*** SUPPLIED DATA Section Begins ***
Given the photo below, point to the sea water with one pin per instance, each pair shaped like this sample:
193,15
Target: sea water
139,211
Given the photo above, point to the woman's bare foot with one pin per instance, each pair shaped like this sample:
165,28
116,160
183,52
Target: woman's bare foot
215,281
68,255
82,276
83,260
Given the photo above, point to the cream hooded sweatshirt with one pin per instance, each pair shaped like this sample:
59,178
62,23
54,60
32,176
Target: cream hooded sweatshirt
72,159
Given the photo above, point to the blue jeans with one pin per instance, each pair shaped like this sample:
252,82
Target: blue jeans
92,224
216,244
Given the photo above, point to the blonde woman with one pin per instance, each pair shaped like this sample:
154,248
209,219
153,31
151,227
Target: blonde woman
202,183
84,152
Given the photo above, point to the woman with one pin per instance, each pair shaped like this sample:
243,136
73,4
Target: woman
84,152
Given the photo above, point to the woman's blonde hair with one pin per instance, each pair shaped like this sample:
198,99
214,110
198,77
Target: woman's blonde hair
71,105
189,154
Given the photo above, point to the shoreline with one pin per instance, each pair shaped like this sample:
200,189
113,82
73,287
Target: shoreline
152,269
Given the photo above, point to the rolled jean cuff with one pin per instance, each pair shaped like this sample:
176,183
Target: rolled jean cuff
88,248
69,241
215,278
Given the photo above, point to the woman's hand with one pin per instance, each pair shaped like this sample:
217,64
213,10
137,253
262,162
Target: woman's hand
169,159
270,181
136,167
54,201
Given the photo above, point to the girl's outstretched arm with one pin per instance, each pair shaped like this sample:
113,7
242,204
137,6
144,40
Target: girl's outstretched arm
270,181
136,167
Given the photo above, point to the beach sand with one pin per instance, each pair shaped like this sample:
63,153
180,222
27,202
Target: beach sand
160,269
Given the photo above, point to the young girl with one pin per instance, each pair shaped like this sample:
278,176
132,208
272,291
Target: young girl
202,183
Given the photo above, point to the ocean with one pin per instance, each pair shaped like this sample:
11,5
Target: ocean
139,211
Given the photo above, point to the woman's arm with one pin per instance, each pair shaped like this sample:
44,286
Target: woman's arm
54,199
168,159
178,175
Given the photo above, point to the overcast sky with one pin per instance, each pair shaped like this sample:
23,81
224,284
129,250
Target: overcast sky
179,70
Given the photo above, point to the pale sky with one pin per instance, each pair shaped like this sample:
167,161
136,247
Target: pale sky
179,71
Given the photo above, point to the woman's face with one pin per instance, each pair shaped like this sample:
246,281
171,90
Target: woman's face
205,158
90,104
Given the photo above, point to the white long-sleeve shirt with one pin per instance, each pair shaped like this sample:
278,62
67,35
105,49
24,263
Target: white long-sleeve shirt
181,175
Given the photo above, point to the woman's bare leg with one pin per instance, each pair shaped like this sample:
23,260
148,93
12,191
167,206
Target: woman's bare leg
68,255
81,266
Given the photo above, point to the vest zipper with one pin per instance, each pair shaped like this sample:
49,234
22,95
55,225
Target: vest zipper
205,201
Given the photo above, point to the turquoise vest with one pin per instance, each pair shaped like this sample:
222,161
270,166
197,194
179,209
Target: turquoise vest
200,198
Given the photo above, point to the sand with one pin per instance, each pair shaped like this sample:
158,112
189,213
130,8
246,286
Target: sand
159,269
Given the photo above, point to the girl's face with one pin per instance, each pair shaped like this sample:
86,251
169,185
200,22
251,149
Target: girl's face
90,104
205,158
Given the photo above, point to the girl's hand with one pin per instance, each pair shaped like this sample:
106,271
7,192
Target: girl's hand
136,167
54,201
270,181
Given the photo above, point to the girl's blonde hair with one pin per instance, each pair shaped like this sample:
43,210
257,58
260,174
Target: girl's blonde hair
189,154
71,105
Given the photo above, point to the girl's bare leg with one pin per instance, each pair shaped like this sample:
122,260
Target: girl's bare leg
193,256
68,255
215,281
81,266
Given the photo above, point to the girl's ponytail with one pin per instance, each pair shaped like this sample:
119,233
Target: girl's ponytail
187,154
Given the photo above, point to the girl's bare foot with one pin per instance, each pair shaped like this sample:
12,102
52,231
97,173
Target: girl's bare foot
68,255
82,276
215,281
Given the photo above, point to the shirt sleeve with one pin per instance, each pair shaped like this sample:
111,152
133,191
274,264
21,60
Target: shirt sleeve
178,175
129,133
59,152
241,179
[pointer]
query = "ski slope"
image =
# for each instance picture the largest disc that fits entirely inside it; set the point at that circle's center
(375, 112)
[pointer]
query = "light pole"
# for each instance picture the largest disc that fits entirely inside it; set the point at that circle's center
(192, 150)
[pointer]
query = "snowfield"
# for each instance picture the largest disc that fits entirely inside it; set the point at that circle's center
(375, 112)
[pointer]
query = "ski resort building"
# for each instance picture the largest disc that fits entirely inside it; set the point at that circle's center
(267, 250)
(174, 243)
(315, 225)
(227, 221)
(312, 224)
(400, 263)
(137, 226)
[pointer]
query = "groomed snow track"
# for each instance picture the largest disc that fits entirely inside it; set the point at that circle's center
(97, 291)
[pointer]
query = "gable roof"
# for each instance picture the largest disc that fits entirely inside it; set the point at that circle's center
*** SUPPLIED DATA Section Ends ***
**EXERCISE REQUIREMENTS**
Each line of the listing should be reproduced without any alteration.

**EXERCISE RESPONSE**
Given the photo below, point to the sea water with one pin per instance, each pair shaped like this sample:
193,15
Target: sea water
139,211
Given the photo above, point to the woman's bare foot with one pin per instance, each pair shaped like this sample:
165,28
116,160
183,52
Target: woman's bare foot
215,281
68,255
82,276
83,260
Given the photo above, point to the cream hooded sweatshirt with one pin per instance, each pair shaped like this sample:
59,178
62,23
54,60
32,176
Target: cream hooded sweatshirt
72,159
Given the photo above, point to the blue jeans with one pin per instance, each pair shaped like this sample:
252,82
Target: blue jeans
92,224
216,244
Given the photo above, point to the blonde woman with one pin per instance, each pair shaped like this sample:
154,248
209,219
153,31
151,227
Target: blonde woman
202,183
84,152
Given the photo above, point to the woman with one pin per instance, each pair shaped like this sample:
243,136
73,4
Target: woman
84,152
Given the photo above, point to the woman's blonde hair with one pin per instance, each pair shaped like this sample:
198,99
214,110
198,77
Target: woman's blonde hair
71,105
189,154
Given the photo above, point to the shoreline with one pin per instance, each pair shaped like this sample:
200,189
113,82
73,287
Target: shoreline
152,269
Given the photo above, point to the rolled jean cuff with one pin per instance, each pair shaped like this sample:
176,183
Target: rolled jean cuff
88,248
69,241
215,278
Given the photo above, point to the woman's hand with one pin per instance, each pair shaped like this sample:
217,64
213,10
137,253
262,162
Target: woman's hand
169,159
270,181
136,167
54,201
Given the photo above, point to the girl's outstretched arm with one pin per instance, each pair shaped like this sample:
113,7
242,204
137,6
144,40
Target: girl's outstretched arm
270,181
136,167
Given the photo above, point to the beach sand with one pin per instance, each pair shaped like this sample:
63,153
180,222
27,202
Target: beach sand
160,269
Given the photo above, point to the young girl with one pin per instance, each pair shaped like this sample:
278,176
132,208
272,291
Target: young girl
202,183
Given the photo above, point to the ocean with one pin per instance, each pair shaped like this sample:
11,5
Target: ocean
139,211
Given the photo above, point to the woman's arm with one pin per instance, each pair shaped like this sample:
44,286
Target: woman's arm
54,199
168,159
178,175
Given the photo above, point to the overcast sky with one pin per instance, each pair shaped like this sample:
23,81
224,284
129,250
Target: overcast sky
179,70
Given the photo above, point to the pale sky with one pin per instance, each pair shaped like this sample:
167,161
136,247
Target: pale sky
179,71
Given the photo above, point to the woman's face with one pin per instance, each pair shaped like this sample:
246,281
171,90
Target: woman's face
205,158
90,104
Given the photo above, point to the white long-sleeve shirt with one pin per instance, each pair shaped like this sample:
278,62
67,35
105,49
24,263
Target: white long-sleeve shirt
181,175
Given the photo above, point to the woman's bare leg with one pin per instance, each pair shaped like this sample:
23,260
148,93
12,191
167,206
Target: woman's bare leg
68,255
81,266
Given the photo above, point to the vest zipper with one pin per instance, each pair shaped like this sample:
49,234
22,95
55,225
Target: vest zipper
205,201
Given the photo above, point to the turquoise vest with one pin per instance, each pair shaped like this sample:
222,161
270,166
197,194
179,209
Target: turquoise vest
200,198
Given the photo above, point to the sand with one pin per instance, each pair shaped like this sample:
158,112
189,213
130,8
246,286
Target: sand
159,269
Given the photo above, point to the girl's face with one pin per instance, each pair shaped like this sample:
86,251
169,185
200,22
251,149
Target: girl's face
90,104
205,158
Given the photo above, point to the girl's hand with one pin per instance, each pair shaped like this sample:
106,271
7,192
Target: girl's hand
136,167
54,201
270,181
Given the photo above, point to the girl's blonde hair with one pin per instance, each pair shaped like this sample:
43,210
257,58
260,174
Target: girl's blonde hair
189,154
71,105
Given the photo above, point to the girl's bare leg with one pin per instance, each pair shaped like this sample:
122,260
Target: girl's bare leg
193,256
68,255
215,281
81,266
Given the photo above, point to the girl's ponytail with one pin per instance, each pair shaped like this sample:
119,233
Target: girl's ponytail
187,154
Given the photo above, point to the girl's bare foot with one pin per instance, each pair shaped like this sample:
12,102
52,231
97,173
Target: girl's bare foot
68,255
82,276
215,281
Given the photo above, point to the shirt sleeve with one pin per instance, each pair shaped like this sample:
111,152
133,191
274,264
21,60
Target: shirt sleeve
178,175
129,133
59,152
241,179
[pointer]
query = "ski slope"
image =
# for each instance picture the largest disc that fits entirely inside it; set the point at that circle's center
(375, 112)
[pointer]
query = "light pole"
# for each instance picture the largest disc that fits entirely inside it; set the point at that circle's center
(192, 150)
[pointer]
query = "snowfield"
# for each instance picture the largest disc that fits entirely inside it; set the point at that circle's center
(375, 112)
[pointer]
query = "ski resort building"
# for each instance picture the largest disc that fits entirely inside it; set the point at that circle's center
(267, 250)
(174, 243)
(315, 225)
(227, 221)
(312, 224)
(400, 263)
(137, 226)
[pointer]
query = "groomed snow track"
# for each instance picture the largest disc that fits entirely inside it; set the point at that circle's center
(97, 291)
[pointer]
query = "gable roof"
# for each instance picture the largest disc that fits entirely inside it; set the point at that circle's center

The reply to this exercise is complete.